* SELECTED TEXT
=== Section Start ===
The CFQ does not test for the PEM which is so characteristic of CFS yet Dr Crawley and her team apparently believe that this extra test makes all the difference. Because the children have scored 19 or over in the CFQ, they say, they can now be classed as having CFS rather than just ‘chronic, disabling fatigue’.

This seems to me to be less like genuine science than ‘making it up as you go along’. The CFQ does not distinguish CFS from other forms of fatigue. It tells us nothing about PEM, and next to nothing about the other symptoms present in CFS. This appears to be yet another half-baked way of defining CFS to add to the many which already exist, embodied in a collection of criteria which cause more chaos than enlightenment.

Far from ‘resolving the uncertainties regarding the population prevalence of pediatric CFS’, it seems that this study simply adds to the confusion. Really, why did they bother?

In contrast to Dr Crawley’s confident pronouncements on Woman’s Hour, the text of the study more or less admits that its results are unreliable. “The children in this population based study were not assessed by a physician,” they accept, “and our classification was not subject to clinical verification. It is therefore possible that parents and children reported significant levels of disabling fatigue that was caused by another disorder. The most likely alternative diagnosis in this group is depression.”
=== Section End ===
* TO DO
1. In the passage on the pediatric CFS study, what does the study itself name as the most likely alternative diagnosis?
2. Using the passage on the pediatric CFS study, explain why the study concedes that parents and children may have reported disabling fatigue caused by another disorder.
3. Continue the passage on the pediatric CFS study from its last sentence.

* EXTRACTED INFORMATION
=== Section Start ===
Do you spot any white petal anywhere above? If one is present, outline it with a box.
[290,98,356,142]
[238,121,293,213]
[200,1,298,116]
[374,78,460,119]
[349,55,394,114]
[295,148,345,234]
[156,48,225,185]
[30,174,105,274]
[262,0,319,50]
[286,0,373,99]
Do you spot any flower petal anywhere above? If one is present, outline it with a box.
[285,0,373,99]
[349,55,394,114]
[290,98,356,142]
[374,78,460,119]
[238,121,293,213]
=== Section End ===
=== Section Start ===
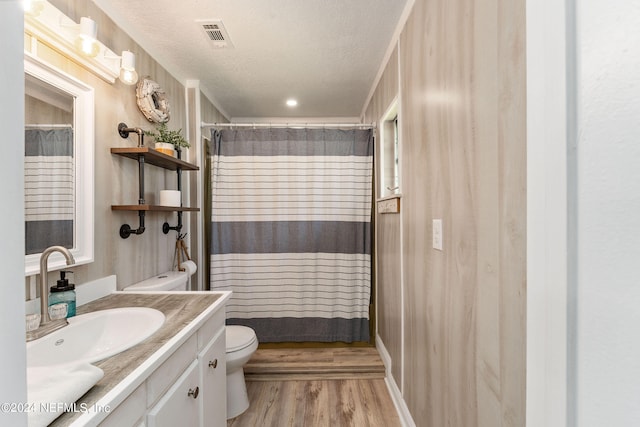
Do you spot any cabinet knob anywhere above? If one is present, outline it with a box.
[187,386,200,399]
=== Section End ===
=== Section Start ===
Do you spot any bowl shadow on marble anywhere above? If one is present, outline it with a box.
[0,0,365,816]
=== Section End ===
* PER-TASK ANSWERS
1. Depression.

2. The children were not assessed by a physician, and the study's classification was not subject to clinical verification. So the reported fatigue could have come from another condition, with depression the most likely.

3.
In view of this, would it not have been better to highlight the figure of 0.6% instead: the greatly reduced prevalence figure once those children with depressive symptoms were removed? Especially as the Fukuda and Canadian criteria both exclude for major depression – and even the Oxford criteria, the psychiatrists’ favourite – exclude for bipolar depression. But Dr Crawley and her team argue that this result would have been ‘almost certainly too low’.

So perhaps, on reflection, it might have been better just to admit that after all that expense and effort, they’re none the wiser what the prevalence rate might be.

Just a couple more points before I move on. The report refers to three previous studies reporting a ‘clinician-verified’ CFS prevalence of 0.1-0.5%, while their own previous result for ‘chronic disabling fatigue’ was 1.3%. They say: “this discrepancy is almost certainly a consequence of referral pathways and barriers to accessing clinical services”. But could it not also be a consequence of many of the cases of ‘fatigue’ not being due to CFS at all?

And incidentally, comparing the present headline prevalence of 1.9% for so-called CFS with their previous figure of 1.3% for ‘chronic disabling fatigue’ strongly suggests that the former figure is ‘almost certainly too high’.

So if this study is as inadequate as it appears to be, what does it matter? If the government thinks the prevalence of CFS is greater than it really is, might that not at least lead to extra investment in research?

Leaving aside the fact that what we patients really want to know is the truth, you have to ask what kind of research this study might prompt. Dr Crawley and her team conclude their paper with: “further research is also needed to investigate the extent to which psychological problems and life difficulties predate or follow CFS. This aspect of adolescent CFS, in particular the role of depression, requires in-depth analysis using repeated measures of mood and fatigue”.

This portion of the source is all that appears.